_Zu erledigende Aufgaben_.
(A) Nenne alle Tiere aus dem Tagebucheintrag über die Auwaldhütte, deren Laute oder Geräusche beschrieben werden.
(B) Wie viele Junge hält die Häsin laut dem Tagebucheintrag über die Auwaldhütte im Nest?
(C) Wiederhole aus dem Tagebucheintrag über die Auwaldhütte den Wortlaut zwischen "Tuesday, December 16, 2008" und "Kampfbunkern am Flussufer.", beide Stellen eingeschlossen.

Tuesday, December 16, 2008

Auwaldhütte, 28. März 1940


Seit zwei Tagen hause ich in meinem neuen Gefechtsstand, einer Holzhütte inmitten des lichten Auwaldgürtels, der den Rhein und die verschlungenen Altwasserarme vor Iffenzheim umschliesst. Erhöte Stege führen zu den Kampfbunkern am Flussufer.

In den Nächten ist es noch kühl, trotzdem läuten die Unken in den Waldteichen. Aus den Erlenbüschen schnurrt das jähe, automatische Kollern der Fasanenhähne, und in den Schilfgürteln ertönt das Flattern der Enten und das hörnerne Quäken der Teichhühner. Auch fischen graue Rheier auf den Sandbänken. Ganz nahe meiner Hütte hält eine Häsin zwei Junge im Nest, die sie bei rauhem Winde unter Blättern verscharrt.

_Angezeigte Daten_.
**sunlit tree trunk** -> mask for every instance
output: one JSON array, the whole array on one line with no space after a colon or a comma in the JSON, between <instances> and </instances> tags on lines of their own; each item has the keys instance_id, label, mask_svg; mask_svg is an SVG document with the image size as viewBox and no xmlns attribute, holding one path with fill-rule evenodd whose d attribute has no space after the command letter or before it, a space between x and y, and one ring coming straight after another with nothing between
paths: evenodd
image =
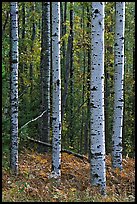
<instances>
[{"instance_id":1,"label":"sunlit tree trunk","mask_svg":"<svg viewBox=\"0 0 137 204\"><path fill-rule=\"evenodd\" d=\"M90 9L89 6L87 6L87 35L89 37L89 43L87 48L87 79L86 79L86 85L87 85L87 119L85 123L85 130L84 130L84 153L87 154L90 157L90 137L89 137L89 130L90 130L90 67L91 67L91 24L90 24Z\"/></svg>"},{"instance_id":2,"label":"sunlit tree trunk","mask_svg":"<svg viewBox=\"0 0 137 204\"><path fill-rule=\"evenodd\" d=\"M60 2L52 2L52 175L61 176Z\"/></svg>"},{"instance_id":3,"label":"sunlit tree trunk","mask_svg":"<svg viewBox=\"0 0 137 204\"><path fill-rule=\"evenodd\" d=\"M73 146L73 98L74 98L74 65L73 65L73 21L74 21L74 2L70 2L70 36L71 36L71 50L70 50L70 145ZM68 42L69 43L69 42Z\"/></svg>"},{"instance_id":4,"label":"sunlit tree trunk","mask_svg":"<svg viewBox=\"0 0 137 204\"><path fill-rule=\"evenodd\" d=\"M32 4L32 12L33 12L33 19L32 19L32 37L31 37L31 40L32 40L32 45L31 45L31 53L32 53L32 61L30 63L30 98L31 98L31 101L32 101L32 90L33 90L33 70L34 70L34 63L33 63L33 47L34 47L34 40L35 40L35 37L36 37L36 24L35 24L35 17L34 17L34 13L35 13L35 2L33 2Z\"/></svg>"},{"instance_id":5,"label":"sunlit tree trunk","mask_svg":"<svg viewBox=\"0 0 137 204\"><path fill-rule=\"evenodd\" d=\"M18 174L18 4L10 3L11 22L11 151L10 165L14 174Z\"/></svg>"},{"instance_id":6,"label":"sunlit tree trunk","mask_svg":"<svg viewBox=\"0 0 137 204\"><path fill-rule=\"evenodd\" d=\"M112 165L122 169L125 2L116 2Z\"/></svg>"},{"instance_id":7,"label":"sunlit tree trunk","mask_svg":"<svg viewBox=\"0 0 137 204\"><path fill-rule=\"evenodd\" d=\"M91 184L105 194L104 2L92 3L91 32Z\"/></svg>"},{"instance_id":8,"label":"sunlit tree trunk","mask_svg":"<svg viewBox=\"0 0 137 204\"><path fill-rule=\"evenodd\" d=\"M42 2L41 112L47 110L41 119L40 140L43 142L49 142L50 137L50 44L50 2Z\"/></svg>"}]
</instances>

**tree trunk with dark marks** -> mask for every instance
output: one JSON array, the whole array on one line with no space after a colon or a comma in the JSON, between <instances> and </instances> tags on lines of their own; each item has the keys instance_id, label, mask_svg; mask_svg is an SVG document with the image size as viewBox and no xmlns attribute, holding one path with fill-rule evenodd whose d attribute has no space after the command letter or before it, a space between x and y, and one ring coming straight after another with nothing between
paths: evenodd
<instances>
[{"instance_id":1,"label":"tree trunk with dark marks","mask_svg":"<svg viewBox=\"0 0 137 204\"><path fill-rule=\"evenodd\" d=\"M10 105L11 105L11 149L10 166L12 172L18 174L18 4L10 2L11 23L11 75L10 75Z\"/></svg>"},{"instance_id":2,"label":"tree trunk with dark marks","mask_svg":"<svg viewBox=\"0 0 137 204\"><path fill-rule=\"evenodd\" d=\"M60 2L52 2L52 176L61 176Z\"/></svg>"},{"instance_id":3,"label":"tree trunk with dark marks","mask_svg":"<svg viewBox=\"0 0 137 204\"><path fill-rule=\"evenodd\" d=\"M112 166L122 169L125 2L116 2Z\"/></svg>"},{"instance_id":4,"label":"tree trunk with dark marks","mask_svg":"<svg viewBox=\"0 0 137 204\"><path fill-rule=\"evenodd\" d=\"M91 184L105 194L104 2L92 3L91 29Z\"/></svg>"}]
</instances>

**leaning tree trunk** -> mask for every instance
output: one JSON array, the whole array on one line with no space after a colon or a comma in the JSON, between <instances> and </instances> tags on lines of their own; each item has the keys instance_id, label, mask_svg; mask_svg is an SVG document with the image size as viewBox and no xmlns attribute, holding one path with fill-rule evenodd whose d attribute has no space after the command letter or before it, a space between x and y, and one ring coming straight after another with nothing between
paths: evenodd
---
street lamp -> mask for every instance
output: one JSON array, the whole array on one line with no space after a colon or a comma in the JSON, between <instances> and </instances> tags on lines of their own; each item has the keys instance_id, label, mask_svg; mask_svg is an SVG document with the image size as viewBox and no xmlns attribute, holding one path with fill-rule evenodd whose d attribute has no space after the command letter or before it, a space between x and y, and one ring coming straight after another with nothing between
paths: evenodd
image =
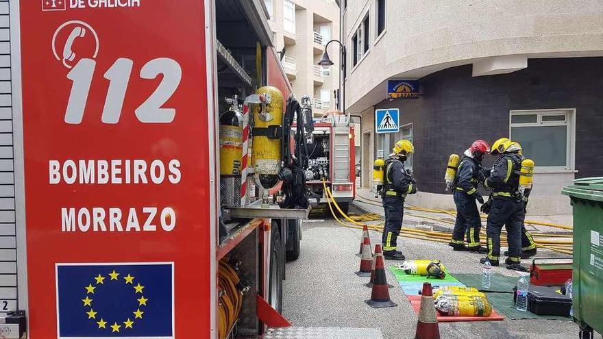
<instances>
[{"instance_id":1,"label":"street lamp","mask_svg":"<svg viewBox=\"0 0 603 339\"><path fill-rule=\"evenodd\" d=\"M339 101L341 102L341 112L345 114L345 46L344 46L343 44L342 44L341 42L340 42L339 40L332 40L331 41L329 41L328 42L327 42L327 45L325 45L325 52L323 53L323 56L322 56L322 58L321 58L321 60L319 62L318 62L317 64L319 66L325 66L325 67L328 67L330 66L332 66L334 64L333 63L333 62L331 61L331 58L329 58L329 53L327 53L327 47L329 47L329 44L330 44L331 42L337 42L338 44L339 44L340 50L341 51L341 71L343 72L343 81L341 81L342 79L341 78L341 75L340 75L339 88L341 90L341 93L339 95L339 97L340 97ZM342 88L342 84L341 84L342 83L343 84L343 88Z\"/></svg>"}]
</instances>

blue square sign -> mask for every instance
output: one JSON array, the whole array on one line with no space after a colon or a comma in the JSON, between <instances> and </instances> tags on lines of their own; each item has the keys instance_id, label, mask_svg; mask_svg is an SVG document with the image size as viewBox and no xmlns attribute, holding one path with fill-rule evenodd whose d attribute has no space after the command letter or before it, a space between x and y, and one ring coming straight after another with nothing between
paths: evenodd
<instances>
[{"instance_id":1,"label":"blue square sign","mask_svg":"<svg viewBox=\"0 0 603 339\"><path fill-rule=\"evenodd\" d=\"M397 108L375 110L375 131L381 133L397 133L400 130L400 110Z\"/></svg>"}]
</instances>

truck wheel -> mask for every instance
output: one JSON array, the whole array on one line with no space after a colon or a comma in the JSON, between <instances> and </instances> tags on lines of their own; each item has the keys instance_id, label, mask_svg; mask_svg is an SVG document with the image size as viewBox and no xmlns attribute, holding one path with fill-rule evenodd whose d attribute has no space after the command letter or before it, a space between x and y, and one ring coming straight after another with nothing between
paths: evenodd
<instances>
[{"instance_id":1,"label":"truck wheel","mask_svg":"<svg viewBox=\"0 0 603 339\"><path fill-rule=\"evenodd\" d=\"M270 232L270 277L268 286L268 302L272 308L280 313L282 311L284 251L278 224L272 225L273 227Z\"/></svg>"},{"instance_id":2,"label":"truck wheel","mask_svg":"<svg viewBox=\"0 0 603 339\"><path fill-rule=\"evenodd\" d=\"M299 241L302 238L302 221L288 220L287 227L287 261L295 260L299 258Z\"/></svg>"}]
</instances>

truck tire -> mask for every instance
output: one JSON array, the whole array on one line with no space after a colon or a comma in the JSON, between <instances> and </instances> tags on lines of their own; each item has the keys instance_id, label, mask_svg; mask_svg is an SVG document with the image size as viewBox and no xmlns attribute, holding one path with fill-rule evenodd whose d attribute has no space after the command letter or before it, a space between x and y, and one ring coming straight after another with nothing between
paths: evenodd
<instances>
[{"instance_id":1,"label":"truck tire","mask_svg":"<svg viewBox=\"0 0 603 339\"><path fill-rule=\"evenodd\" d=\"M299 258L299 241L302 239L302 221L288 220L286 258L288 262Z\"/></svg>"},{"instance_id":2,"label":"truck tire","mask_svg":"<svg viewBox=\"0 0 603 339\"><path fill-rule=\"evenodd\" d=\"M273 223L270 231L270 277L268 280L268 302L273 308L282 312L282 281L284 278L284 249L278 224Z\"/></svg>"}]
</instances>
---
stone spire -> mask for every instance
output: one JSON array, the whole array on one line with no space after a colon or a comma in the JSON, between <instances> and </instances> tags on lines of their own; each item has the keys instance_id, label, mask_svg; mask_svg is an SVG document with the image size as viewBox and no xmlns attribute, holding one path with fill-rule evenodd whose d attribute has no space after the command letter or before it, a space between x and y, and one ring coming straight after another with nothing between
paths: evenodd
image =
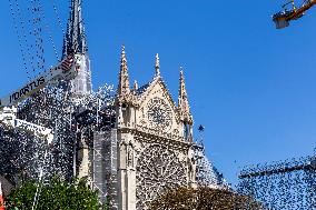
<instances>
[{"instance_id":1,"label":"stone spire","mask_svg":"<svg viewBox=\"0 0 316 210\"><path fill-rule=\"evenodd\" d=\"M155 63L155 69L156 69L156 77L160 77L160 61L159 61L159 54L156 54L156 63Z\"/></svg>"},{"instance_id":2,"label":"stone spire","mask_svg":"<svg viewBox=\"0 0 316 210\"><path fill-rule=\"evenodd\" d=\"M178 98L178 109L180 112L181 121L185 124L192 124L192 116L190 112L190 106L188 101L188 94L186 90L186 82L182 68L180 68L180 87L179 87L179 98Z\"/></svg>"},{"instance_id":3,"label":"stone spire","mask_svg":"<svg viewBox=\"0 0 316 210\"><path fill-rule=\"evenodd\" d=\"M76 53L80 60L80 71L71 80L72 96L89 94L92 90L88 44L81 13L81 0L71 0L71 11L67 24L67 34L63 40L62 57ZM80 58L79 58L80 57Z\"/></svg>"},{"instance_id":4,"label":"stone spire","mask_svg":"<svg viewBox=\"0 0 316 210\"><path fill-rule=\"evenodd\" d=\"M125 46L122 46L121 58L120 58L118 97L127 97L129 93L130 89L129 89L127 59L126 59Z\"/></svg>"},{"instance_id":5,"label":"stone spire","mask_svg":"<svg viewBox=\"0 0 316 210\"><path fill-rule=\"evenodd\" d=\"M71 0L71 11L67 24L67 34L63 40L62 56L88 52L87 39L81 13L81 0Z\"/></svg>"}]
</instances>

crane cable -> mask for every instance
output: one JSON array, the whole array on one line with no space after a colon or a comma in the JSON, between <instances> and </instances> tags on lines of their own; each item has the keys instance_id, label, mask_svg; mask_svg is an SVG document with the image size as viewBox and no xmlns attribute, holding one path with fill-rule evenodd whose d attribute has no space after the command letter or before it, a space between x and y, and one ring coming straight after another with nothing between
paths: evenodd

_Lösungen der Reihe nach_.
(A) Unken, Fasanenhähne, Enten, Teichhühner

(B) Zwei Junge.

(C)
Tuesday, December 16, 2008

Auwaldhütte, 28. März 1940


Seit zwei Tagen hause ich in meinem neuen Gefechtsstand, einer Holzhütte inmitten des lichten Auwaldgürtels, der den Rhein und die verschlungenen Altwasserarme vor Iffenzheim umschliesst. Erhöte Stege führen zu den Kampfbunkern am Flussufer.